TEXT SEGMENT:
+ + + + + + +
Stop Being an Advice-Giving Maniac – Influence With a Coaching Approach

‘I know exactly what you should do.’; ‘Why don’t you do this?’; ‘I have been in your shoes, here is what you do.’ How often do you receive unsolicited advice? All the time? How often do you give unsolicited advice? Too often? Human beings are advice-giving maniacs and it’s not helpful.

 

Don’t get me wrong, guiding and giving advice has its time and place. But what I see in the world of work (and personal life) is that people give advice too quickly without considering the consequences or considering if this is the best intervention at the time.

 

An Advice-Giving Maniac

I was working with a leader in the marketing industry who wanted my help to develop his team. He had been hired from another firm and inherited this team of project delivery managers who had been with the company for some time. He told me that he felt he needed to prove himself and show the team the expertise he brought. But he noticed that they weren’t taking his guidance, hardly reacting to his direction and usually went off to do it their own way.
+ + + + + + +
PROBLEMS AND TASKS:
(1) In the coaching article, what kind of team did the leader inherit?
(2) Continue the coaching article, starting after its last sentence.
The lines further down have nothing to do with the coaching article.

DATASET EXTRACT:
+ + + + + + +
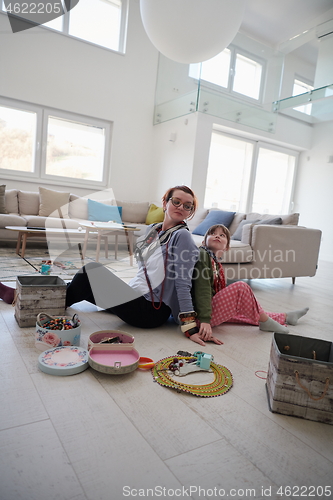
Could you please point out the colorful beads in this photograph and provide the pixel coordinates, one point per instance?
(222, 378)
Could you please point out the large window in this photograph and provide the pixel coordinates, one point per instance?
(102, 22)
(249, 176)
(301, 87)
(51, 144)
(233, 70)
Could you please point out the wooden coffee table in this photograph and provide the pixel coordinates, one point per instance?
(24, 233)
(106, 229)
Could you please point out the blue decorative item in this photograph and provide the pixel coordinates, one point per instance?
(214, 217)
(103, 213)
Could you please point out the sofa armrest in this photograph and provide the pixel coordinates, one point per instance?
(293, 249)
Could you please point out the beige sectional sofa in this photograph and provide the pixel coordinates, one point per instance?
(263, 250)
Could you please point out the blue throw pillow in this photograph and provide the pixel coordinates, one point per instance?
(103, 213)
(214, 217)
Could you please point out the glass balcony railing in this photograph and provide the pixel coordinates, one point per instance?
(316, 105)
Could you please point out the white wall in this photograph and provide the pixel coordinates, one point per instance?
(314, 199)
(47, 68)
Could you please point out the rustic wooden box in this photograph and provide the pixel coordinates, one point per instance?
(300, 377)
(36, 294)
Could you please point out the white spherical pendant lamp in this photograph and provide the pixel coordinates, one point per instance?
(191, 31)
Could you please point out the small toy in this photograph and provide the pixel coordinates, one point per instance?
(199, 361)
(58, 323)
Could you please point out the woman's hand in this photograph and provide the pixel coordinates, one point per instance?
(205, 331)
(196, 337)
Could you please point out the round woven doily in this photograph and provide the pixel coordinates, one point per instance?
(221, 384)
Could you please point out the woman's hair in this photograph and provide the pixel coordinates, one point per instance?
(212, 230)
(169, 193)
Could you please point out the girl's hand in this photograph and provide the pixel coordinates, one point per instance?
(196, 338)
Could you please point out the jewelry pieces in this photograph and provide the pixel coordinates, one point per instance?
(222, 382)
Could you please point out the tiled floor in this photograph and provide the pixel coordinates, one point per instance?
(102, 437)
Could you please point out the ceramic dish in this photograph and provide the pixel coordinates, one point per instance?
(113, 359)
(65, 360)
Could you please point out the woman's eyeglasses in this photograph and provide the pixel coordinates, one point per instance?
(188, 206)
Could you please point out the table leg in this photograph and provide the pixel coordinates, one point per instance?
(18, 244)
(85, 243)
(129, 237)
(24, 244)
(116, 246)
(99, 234)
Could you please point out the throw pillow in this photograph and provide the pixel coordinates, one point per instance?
(103, 213)
(238, 233)
(273, 220)
(214, 217)
(155, 214)
(53, 201)
(134, 211)
(2, 199)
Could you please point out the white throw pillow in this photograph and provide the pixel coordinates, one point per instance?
(53, 202)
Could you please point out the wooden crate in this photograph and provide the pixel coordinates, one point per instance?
(36, 294)
(300, 377)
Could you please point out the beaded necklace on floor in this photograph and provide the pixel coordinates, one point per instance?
(148, 246)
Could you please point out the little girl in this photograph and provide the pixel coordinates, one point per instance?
(216, 304)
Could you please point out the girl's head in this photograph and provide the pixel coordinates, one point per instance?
(217, 237)
(182, 199)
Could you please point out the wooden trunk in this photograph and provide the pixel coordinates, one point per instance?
(300, 377)
(36, 294)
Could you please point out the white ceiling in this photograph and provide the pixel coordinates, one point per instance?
(276, 21)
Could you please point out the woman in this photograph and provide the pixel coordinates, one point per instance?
(216, 304)
(162, 287)
(166, 258)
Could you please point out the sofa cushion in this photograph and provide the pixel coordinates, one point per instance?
(2, 199)
(239, 231)
(28, 203)
(271, 222)
(49, 222)
(11, 220)
(239, 216)
(103, 213)
(135, 211)
(53, 202)
(238, 252)
(78, 207)
(155, 214)
(212, 218)
(12, 201)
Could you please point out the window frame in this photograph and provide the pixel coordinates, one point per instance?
(65, 27)
(40, 144)
(257, 144)
(232, 69)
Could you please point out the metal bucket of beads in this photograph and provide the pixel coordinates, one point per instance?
(57, 331)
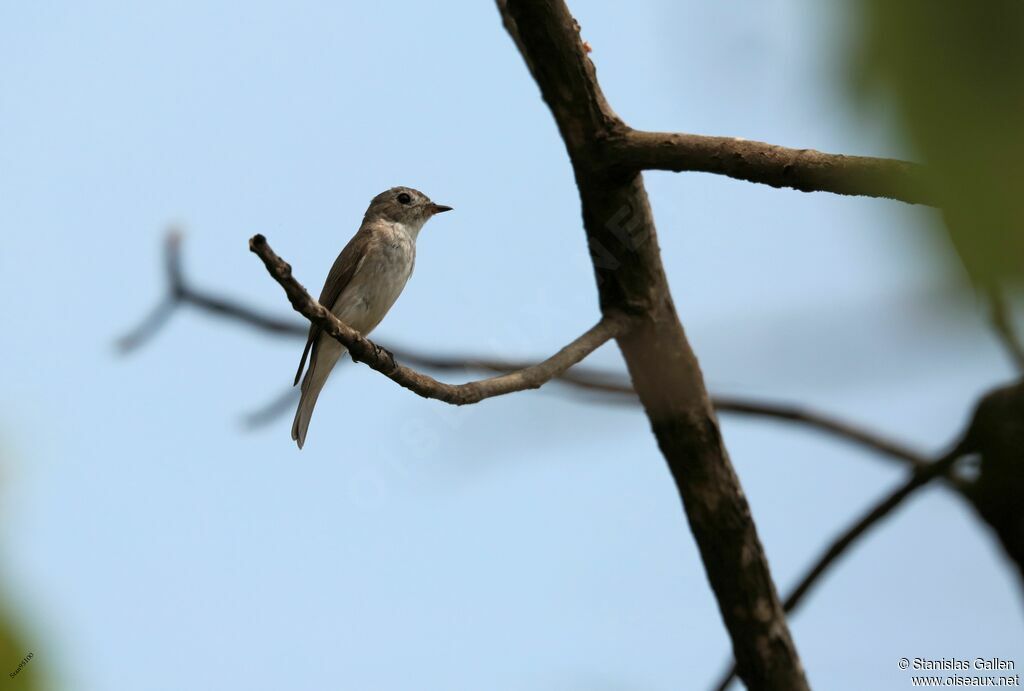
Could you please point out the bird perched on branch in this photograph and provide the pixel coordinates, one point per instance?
(366, 279)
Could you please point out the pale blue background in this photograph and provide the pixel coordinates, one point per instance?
(528, 543)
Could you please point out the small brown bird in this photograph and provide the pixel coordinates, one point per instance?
(366, 279)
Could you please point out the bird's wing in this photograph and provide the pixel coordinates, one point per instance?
(345, 266)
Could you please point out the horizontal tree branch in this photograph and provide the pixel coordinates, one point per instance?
(363, 349)
(181, 292)
(803, 169)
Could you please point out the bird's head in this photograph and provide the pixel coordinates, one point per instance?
(403, 205)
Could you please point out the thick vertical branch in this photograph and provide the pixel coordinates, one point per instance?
(664, 369)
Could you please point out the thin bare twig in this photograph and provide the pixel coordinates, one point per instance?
(922, 476)
(363, 349)
(803, 169)
(181, 293)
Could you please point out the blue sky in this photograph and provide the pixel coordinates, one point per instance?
(530, 542)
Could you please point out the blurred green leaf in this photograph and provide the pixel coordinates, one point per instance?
(954, 72)
(13, 650)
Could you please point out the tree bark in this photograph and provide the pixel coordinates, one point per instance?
(663, 366)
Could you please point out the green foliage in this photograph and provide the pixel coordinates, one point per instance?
(954, 72)
(13, 650)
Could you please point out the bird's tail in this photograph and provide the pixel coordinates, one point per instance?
(321, 365)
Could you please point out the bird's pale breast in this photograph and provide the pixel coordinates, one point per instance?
(379, 279)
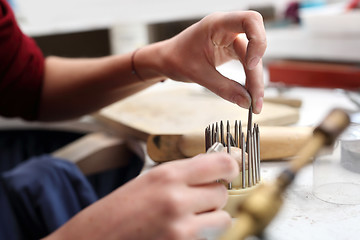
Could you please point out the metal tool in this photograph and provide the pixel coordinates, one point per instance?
(259, 208)
(250, 169)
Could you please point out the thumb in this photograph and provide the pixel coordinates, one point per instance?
(226, 88)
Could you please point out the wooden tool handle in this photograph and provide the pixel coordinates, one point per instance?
(275, 143)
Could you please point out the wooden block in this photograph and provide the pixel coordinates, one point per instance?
(183, 110)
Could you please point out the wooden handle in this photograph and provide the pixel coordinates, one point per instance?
(275, 143)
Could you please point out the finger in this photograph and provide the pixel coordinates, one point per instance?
(255, 86)
(207, 168)
(205, 198)
(224, 87)
(254, 77)
(250, 23)
(204, 225)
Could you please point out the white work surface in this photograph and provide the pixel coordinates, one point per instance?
(304, 216)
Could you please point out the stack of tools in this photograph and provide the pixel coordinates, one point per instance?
(257, 210)
(237, 144)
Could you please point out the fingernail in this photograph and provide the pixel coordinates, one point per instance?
(242, 101)
(253, 63)
(258, 104)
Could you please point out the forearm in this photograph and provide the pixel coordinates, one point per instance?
(73, 87)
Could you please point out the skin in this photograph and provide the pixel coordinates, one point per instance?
(74, 87)
(175, 200)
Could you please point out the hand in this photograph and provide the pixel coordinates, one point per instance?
(176, 200)
(193, 55)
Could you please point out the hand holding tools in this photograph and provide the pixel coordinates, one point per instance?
(260, 207)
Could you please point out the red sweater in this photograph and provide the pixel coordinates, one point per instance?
(21, 69)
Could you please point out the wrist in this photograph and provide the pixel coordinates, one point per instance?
(146, 63)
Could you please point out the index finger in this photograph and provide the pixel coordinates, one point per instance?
(207, 168)
(248, 22)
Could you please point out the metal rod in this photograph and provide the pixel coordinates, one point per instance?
(258, 151)
(229, 152)
(222, 132)
(243, 167)
(249, 160)
(236, 130)
(254, 161)
(207, 138)
(249, 126)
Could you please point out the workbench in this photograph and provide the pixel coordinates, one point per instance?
(303, 215)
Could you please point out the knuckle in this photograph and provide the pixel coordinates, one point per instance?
(176, 232)
(255, 15)
(173, 203)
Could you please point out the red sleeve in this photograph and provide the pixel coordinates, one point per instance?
(21, 69)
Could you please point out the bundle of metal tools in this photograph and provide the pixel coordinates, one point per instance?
(258, 209)
(250, 145)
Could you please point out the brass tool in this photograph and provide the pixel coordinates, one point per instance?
(257, 210)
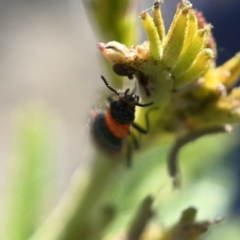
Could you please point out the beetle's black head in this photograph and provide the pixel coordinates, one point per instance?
(123, 109)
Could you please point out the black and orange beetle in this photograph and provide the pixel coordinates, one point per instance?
(111, 127)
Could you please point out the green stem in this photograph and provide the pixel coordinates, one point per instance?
(70, 219)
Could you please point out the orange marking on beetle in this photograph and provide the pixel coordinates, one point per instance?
(117, 129)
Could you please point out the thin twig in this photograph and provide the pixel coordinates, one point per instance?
(182, 141)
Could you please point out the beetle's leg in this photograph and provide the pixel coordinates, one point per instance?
(135, 141)
(129, 155)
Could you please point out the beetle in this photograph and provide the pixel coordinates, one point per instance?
(111, 127)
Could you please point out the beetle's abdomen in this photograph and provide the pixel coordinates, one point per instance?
(118, 130)
(103, 136)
+ + + + + + +
ANSWERS TO THE PROBLEMS:
(1) A team of project delivery managers who had been with the company for some time.

(2)
We explored his interactions and leadership style, and it became clear that he fell into the category of ‘advice-giving maniac’. He hardly asked any questions, knew very little about his team’s behavioural preferences or strengths, and was mostly directive and authoritative. No wonder his team didn’t follow his advice. They felt disempowered and misunderstood. The morale was low, not a good start for a team leader in a new role.

 

‘It gets really tricky giving advice. The older I get, the less advice I give.’ – Ann Heche

 

The Outcomes

I see this way too often; leaders giving well-meant but ineffective advice without considering the team member(s) or the situation. It often results in reports landing in the drawer, never to be seen again, projects not implemented, and behaviours that don’t change.

 

On a personal level, it can lead to frustration and misunderstanding, unnecessary conflict and a decline in trust. People who don’t feel empowered, don’t engage and we see a lack of personal development.  This in turn, results in poor decision making and subpar performance. We do all this work on strategising and consulting our people with very little outcome. This can have substantial negative financial consequences for the individual, the team and the organisation.

 

Why do People Love Giving Advice?

  • When people give advice, they feel powerful and sharing their expertise gives them a feeling of validation. In short, it’s ego-driven.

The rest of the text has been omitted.